### Your objective
Reproduce each entry below verbatim.

# # # #

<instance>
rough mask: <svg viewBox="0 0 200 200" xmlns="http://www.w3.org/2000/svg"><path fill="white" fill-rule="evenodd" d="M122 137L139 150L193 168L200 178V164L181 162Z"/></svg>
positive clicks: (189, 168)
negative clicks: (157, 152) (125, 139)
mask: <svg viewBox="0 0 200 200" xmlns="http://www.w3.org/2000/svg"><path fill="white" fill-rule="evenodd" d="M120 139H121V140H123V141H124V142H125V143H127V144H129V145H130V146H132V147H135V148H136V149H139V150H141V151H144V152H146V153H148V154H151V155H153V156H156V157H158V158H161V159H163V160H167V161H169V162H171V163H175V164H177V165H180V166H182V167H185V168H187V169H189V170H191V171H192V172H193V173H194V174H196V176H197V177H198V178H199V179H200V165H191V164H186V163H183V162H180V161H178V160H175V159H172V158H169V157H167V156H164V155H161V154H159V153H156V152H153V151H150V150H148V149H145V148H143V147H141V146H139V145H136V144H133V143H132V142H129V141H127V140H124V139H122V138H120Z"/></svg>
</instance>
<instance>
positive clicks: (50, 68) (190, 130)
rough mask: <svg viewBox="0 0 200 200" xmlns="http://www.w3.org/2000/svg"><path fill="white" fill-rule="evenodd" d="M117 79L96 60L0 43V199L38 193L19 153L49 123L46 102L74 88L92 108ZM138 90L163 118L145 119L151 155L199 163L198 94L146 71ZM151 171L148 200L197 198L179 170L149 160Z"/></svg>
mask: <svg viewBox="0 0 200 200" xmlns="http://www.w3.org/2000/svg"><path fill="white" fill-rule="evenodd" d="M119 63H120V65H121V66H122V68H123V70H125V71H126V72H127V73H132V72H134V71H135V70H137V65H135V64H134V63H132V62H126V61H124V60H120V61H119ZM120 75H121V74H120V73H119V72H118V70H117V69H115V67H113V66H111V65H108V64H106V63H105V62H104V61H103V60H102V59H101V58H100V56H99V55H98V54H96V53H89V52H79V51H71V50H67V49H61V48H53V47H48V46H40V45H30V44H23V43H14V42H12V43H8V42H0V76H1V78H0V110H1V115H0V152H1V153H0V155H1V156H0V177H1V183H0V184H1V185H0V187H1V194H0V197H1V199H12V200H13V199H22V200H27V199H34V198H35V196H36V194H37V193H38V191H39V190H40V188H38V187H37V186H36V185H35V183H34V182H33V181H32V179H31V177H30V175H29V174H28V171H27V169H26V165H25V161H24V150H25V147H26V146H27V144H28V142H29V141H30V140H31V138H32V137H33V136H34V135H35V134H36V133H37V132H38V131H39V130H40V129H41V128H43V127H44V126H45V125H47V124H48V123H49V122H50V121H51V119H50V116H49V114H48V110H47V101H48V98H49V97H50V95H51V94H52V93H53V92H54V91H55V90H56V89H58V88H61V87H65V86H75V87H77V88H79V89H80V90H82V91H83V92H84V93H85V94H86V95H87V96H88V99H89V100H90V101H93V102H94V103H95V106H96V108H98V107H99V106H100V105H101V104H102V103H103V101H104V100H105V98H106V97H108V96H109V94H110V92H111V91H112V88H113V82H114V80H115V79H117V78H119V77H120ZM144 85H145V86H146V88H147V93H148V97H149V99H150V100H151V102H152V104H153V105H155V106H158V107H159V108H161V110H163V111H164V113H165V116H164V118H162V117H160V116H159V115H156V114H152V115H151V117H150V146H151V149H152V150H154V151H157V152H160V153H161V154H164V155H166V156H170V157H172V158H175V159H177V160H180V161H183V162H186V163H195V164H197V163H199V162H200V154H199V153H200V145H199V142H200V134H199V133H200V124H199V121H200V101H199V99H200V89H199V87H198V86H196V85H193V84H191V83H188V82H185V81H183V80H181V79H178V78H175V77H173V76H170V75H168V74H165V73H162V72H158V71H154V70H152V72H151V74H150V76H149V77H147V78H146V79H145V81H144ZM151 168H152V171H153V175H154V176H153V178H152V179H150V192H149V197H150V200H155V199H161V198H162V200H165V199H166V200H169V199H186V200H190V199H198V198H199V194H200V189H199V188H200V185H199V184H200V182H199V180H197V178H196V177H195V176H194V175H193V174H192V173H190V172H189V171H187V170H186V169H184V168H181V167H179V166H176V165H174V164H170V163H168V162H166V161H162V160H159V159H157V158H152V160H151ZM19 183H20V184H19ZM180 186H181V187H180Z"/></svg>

# # # #

### Result for this exercise
<instance>
rough mask: <svg viewBox="0 0 200 200" xmlns="http://www.w3.org/2000/svg"><path fill="white" fill-rule="evenodd" d="M122 137L139 150L193 168L200 178V164L181 162Z"/></svg>
positive clicks: (189, 168)
negative clicks: (157, 152) (125, 139)
mask: <svg viewBox="0 0 200 200" xmlns="http://www.w3.org/2000/svg"><path fill="white" fill-rule="evenodd" d="M120 139H121V140H123V141H124V142H125V143H127V144H129V145H130V146H132V147H135V148H136V149H139V150H141V151H144V152H146V153H148V154H151V155H153V156H156V157H158V158H161V159H163V160H167V161H169V162H171V163H175V164H177V165H180V166H182V167H185V168H187V169H189V170H191V171H192V172H193V173H194V174H196V176H197V177H198V178H199V179H200V165H191V164H186V163H183V162H180V161H178V160H175V159H172V158H169V157H167V156H164V155H161V154H159V153H156V152H153V151H150V150H148V149H145V148H143V147H141V146H139V145H136V144H133V143H132V142H129V141H127V140H124V139H122V138H120Z"/></svg>
</instance>
<instance>
positive clicks: (50, 68) (190, 130)
rough mask: <svg viewBox="0 0 200 200" xmlns="http://www.w3.org/2000/svg"><path fill="white" fill-rule="evenodd" d="M117 79L96 60L0 43V199L38 193L19 153L49 123L46 102L74 88L92 108ZM138 90L163 118L145 119L151 155L199 163L198 94L146 71ZM151 171L148 200L197 198L179 170L149 160Z"/></svg>
mask: <svg viewBox="0 0 200 200" xmlns="http://www.w3.org/2000/svg"><path fill="white" fill-rule="evenodd" d="M119 63H120V65H121V66H122V68H123V70H125V71H126V72H127V73H132V72H134V71H135V70H137V65H135V64H134V63H132V62H126V61H124V60H120V61H119ZM120 75H121V74H120V73H119V72H118V70H117V69H115V67H113V66H111V65H108V64H106V63H105V62H104V61H103V60H102V59H101V58H100V56H99V55H98V54H96V53H89V52H79V51H71V50H67V49H61V48H53V47H48V46H40V45H30V44H23V43H14V42H12V43H8V42H0V76H1V78H0V110H1V115H0V152H1V153H0V155H1V156H0V177H1V183H0V184H1V185H0V187H1V194H0V197H1V199H12V200H13V199H22V200H27V199H34V198H35V196H36V194H37V193H38V191H39V190H40V188H38V187H37V186H36V185H35V183H34V182H33V181H32V179H31V177H30V175H29V174H28V171H27V169H26V165H25V161H24V150H25V147H26V146H27V144H28V142H29V141H30V140H31V138H32V137H33V136H34V135H35V134H36V133H37V132H38V131H39V130H40V129H41V128H43V127H44V126H45V125H47V124H48V123H49V122H50V121H51V119H50V116H49V114H48V110H47V101H48V98H49V97H50V95H51V94H52V93H53V92H54V91H55V90H56V89H58V88H61V87H65V86H75V87H77V88H79V89H80V90H82V91H83V92H84V93H85V94H86V95H87V96H88V99H89V100H90V101H93V102H94V103H95V106H96V108H98V107H99V106H100V105H101V104H102V103H103V101H104V100H105V98H106V97H108V96H109V94H110V92H111V91H112V88H113V82H114V80H115V79H117V78H119V77H120ZM144 85H145V86H146V88H147V93H148V97H149V99H150V100H151V102H152V104H153V105H155V106H158V107H159V108H161V110H163V111H164V113H165V116H164V118H162V117H160V116H159V115H156V114H152V115H151V117H150V146H151V149H152V150H154V151H157V152H160V153H161V154H164V155H166V156H170V157H172V158H175V159H177V160H180V161H183V162H186V163H195V164H197V163H199V162H200V154H199V153H200V145H199V142H200V134H199V133H200V124H199V121H200V101H199V99H200V89H199V87H198V86H196V85H193V84H191V83H188V82H185V81H183V80H181V79H178V78H175V77H173V76H170V75H168V74H165V73H162V72H158V71H154V70H152V72H151V74H150V76H149V77H147V78H146V79H145V81H144ZM151 168H152V171H153V175H154V176H153V178H152V179H150V192H149V197H150V200H155V199H161V198H162V200H165V199H166V200H169V199H186V200H190V199H198V198H199V194H200V189H199V188H200V185H199V184H200V182H199V180H197V178H196V177H195V176H194V175H193V174H192V173H190V172H189V171H187V170H186V169H184V168H181V167H179V166H176V165H174V164H170V163H168V162H166V161H162V160H159V159H157V158H152V160H151ZM19 183H20V184H19ZM180 186H181V187H180Z"/></svg>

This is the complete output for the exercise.